## TEXT BLOCK
---------------

1. Field of the Invention
This invention relates to a color filter grade photosensitive resin coloring composition comprising a resin and a dye and serving as a material for forming a colored layer in a color filter and a color filter using the composition. More particularly, it relates to a color filter grade photosensitive resin coloring composition obtained by using as a dye any member selected from the class consisting of a (C) group alone, a combination of (A)+(B) groups, a combination of (A)+(C) groups, a combination of (B)+(C) groups, and a combination of (A)+(B)+(C) groups, providing (A) is a group of quinizarine compounds having absorption in a visible radiation range of 480-700 nm, (B) is a group of anthraquinone compounds having absorption in a visible radiation range of 400-650 nm, and (C) is a group of phthalocyanine compounds having absorption in a visible radiation range of 600-700 nm and a color filter using the composition.
Further, since the color filter grade photosensitive resin coloring compositions of this invention have absorptions in a visible radiation range of 400-700 nm and excel in solubility in resins and these dye compositions also exhibit excellent lightfastness and thermal resistance, they manifest an excellent effect as display materials possessing absorptions in a visible radiation range in the field of photoelectronics information when they are used in color separation filters for camera tubes, color filters for liquid crystal displays, optical color filters, and color filters for plasma displays, for example. This invention manifests an exceptionally outstanding effect when it is used in color filters for liquid crystal displays of the three primary color type.

---------------

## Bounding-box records
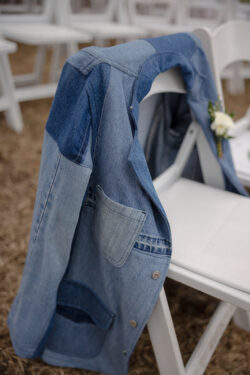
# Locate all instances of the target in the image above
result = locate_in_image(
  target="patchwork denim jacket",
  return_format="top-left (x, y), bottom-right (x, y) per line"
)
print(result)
top-left (8, 33), bottom-right (246, 375)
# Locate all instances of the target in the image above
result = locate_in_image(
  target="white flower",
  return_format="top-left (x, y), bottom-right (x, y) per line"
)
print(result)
top-left (211, 111), bottom-right (234, 137)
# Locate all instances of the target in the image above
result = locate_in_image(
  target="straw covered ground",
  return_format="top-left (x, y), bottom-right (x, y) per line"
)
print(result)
top-left (0, 46), bottom-right (250, 375)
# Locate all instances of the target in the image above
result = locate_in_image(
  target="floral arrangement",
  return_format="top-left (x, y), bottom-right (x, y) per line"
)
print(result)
top-left (208, 101), bottom-right (234, 158)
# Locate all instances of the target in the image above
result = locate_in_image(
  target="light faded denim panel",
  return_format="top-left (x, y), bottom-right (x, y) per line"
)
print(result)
top-left (93, 185), bottom-right (147, 267)
top-left (8, 132), bottom-right (94, 357)
top-left (85, 39), bottom-right (155, 75)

---------------

## TASK SET
• a. In the color filter coloring composition text, what visible radiation range do the phthalocyanine compounds of group (C) absorb in?
• b. Carry the text on the color filter coloring composition further, picking up after its last sentence.

## WRITTEN ANSWERS
• a. 600-700 nm

• b.
This invention also relates to a method for the production of a color filter, resorting to a simple procedure comprising the steps of forming colored layers for the formation of color patterns by the use of the color filter grade photosensitive resin coloring compositions mentioned above and patterning the colored layers by the photolithographic technique thereby forming a plurality of color patterns successively on one surface of a substrate without requiring a treatment for preventing mixture of colors and thereby accomplishing the production by a simplified process.
This invention further relates to a particularly novel anthraquinone compound among other anthraquinone compounds of the category (B) mentioned above, a method for the production thereof, and an electrophotographic color toner composition, a thermosensitive sublimation transferring sheet, an ink jet grade ink composition, and a color filter which severally contain the anthraquinone compound.
The novel anthraquinone compounds of this invention possess absorptions in the yellow-red-blue region of 400-650 nm, excels in solubility in solvents and resins, and also excels in lightfastness and thermal resistance and, therefore, manifests an excellent effect as displaying material or recording materials possessing absorptions in a visible radiation range in the field of photoelectronics information when they are used in sublimation transfer grade dyes, ink jet grade inks, color separation filters for camera tubes, liquid crystal display grade color filters, optical color filters, color toners, bar code grade inks for preventing attempts to raise or counterfeit prints, guest-host type liquid crystal display grade dichromatic dyes, deflecting plate grade dichromatic dyes, optical recording materials adapted for compact discs, and the like. They manifest the excellent effect particularly when they are used as yellow type coloring agents.
Further, the novel anthraquinone compounds of this invention manifests an excellent effect as quality coloring agents excelling in solubility, exhibiting high fastness, and absorbing visible radiations in the yellow-red-blue region when they are used in dyes for fibers, coating materials for automobiles, coating materials for buildings, coloring agents for printing plates, inks for writing utensils, coloring agents for glass flakes, coloring agents for eyeglasses, and the like.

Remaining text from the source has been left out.